■ TASK: Exactly reproduce the lines that follow.

-=-=-=-=-

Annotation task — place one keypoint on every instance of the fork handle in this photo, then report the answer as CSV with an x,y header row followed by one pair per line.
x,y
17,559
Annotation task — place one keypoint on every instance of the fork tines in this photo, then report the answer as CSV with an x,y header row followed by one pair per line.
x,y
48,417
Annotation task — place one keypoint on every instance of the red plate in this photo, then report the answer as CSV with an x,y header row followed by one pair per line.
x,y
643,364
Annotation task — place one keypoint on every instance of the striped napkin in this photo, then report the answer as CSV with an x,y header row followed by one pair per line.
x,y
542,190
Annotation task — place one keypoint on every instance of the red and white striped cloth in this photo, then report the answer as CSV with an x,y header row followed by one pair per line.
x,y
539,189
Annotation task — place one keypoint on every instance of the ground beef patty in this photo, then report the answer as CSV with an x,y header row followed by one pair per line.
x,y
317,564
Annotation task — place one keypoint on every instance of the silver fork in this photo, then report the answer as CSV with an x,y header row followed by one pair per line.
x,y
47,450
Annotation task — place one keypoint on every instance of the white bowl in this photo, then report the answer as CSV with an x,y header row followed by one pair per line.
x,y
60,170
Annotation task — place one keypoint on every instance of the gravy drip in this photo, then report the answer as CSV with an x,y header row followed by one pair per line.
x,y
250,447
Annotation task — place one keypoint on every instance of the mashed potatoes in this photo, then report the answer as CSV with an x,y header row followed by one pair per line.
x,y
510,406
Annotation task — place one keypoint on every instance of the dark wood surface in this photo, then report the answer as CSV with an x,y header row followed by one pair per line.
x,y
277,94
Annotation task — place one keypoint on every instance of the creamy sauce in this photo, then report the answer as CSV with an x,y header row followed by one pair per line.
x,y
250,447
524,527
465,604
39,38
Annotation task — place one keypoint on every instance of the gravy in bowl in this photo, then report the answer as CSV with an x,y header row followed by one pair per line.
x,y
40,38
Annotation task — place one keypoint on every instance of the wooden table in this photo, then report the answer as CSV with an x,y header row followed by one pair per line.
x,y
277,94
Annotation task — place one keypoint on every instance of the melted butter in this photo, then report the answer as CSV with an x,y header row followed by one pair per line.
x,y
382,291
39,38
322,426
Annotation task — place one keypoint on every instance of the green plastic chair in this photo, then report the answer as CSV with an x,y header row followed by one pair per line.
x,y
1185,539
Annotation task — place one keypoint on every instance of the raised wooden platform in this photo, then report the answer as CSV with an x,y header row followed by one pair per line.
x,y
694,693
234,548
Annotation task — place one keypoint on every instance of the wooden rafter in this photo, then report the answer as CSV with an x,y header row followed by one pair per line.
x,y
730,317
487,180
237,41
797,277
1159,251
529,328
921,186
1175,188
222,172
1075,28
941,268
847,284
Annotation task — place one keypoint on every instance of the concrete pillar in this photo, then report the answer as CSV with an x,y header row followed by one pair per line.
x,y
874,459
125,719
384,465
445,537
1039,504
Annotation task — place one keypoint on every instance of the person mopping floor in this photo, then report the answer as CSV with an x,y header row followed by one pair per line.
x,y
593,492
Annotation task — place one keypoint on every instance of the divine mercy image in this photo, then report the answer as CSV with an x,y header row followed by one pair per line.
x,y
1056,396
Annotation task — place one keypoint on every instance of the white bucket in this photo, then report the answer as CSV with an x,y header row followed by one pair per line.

-=-=-=-=-

■ REPLY:
Annotation task — place one keypoint on every instance of the fork handle in this photo, then report the answer as CSV with an x,y header row followed by one pair per line.
x,y
17,559
Annotation task — place one keypoint on every instance of the fork tines in this photo, then report the answer as CSV with an x,y header row followed by one pair per line.
x,y
48,417
Annotation task — place one keypoint on every instance of the red plate in this photo, then report the answer as CSV with an x,y header row followed by one pair per line.
x,y
643,364
Annotation task — place one keypoint on every instance of the striped napkin in this photo, then report the answer as CSV with an x,y header row followed by one pair per line.
x,y
542,190
Annotation task — place one keypoint on every instance of the red and white striped cloth in this photo, then report the answer as CSV with an x,y header row followed by one pair per line.
x,y
539,189
Annotation task — place one keypoint on every instance of the ground beef patty in this photo, then report the answer as CSV with an x,y header row followed by one pair per line.
x,y
317,564
Annotation task — place one keypoint on every instance of the silver fork in this photo, then report the answer as CSV with an x,y header row followed by one pair per line.
x,y
47,450
Annotation task — place one keypoint on every instance of the white bowl in this photo, then report the answer as CSV with an x,y header row followed by one pair per line.
x,y
60,170
Annotation task — place one keypoint on every instance of the gravy drip in this photo, then report the answer as CSV with an x,y header row followed by one pair per line.
x,y
250,447
Annotation task — place one keypoint on every instance of the mashed potatoes in this photo, then report the answer as CSV with an x,y header row followed by one pair per line.
x,y
510,406
Annotation task — place one keypoint on every instance of the dark wood surface in this photo, then report the answer as CSV with an x,y header row followed by one pair per line.
x,y
277,94
Annotation task — place one keypoint on every instance of the creamy sauce in this photo, then report the answer as CSV with an x,y header row followed by one pair per line.
x,y
250,447
524,527
465,604
39,38
Annotation task — place one keypoint on every instance of the gravy in bowl in this photo, then report the answer as CSV with an x,y header row followed by one pair per line.
x,y
40,38
Annotation task — place one keypoint on every instance of the wooden table in this photo, then report the answer as CSV with an x,y header row followed by one pair per line.
x,y
277,94
Annotation task — place one keypoint on every instance of the melted butter in this photo, then report the answer as CSV with an x,y header row followed by one pair per line.
x,y
382,291
39,38
322,426
Annotation task — place one keypoint on every instance of the green plastic chair in this photo, then report the answer as CSV with an x,y header row followed by one pair per line.
x,y
1185,539
Annotation task — place one keypoint on every instance of the raised wooden platform in this photo, then report the answer as CSV with an x,y header row followed by one pair per line.
x,y
694,693
234,548
Annotation task — place one keypoint on every instance of the wooden rafter in this photo, then report the answer as CSV with an x,y header row followed by one pair per line.
x,y
730,317
487,180
237,41
797,277
1159,251
529,328
921,186
1175,188
222,172
1075,28
941,268
847,284
Annotation task — place one keypoint on every instance of the concrete pillar in this photo, then report the answer as CSV with an x,y header row followed by one pair per line.
x,y
874,459
125,719
384,465
445,537
1039,504
Annotation task — place one keypoint on every instance of the person mopping floor in this photo, then report the answer as CSV with an x,y header row followed by one pair per line.
x,y
593,492
Annotation task — place one keypoint on every instance of the divine mercy image in this photo, then report the answer as CSV with an x,y header row followed by one pair per line.
x,y
1056,396
Annotation task — place one keypoint on every instance of the white bucket in this photo, then report the answer as CSV with an x,y header row followed by one pair per line.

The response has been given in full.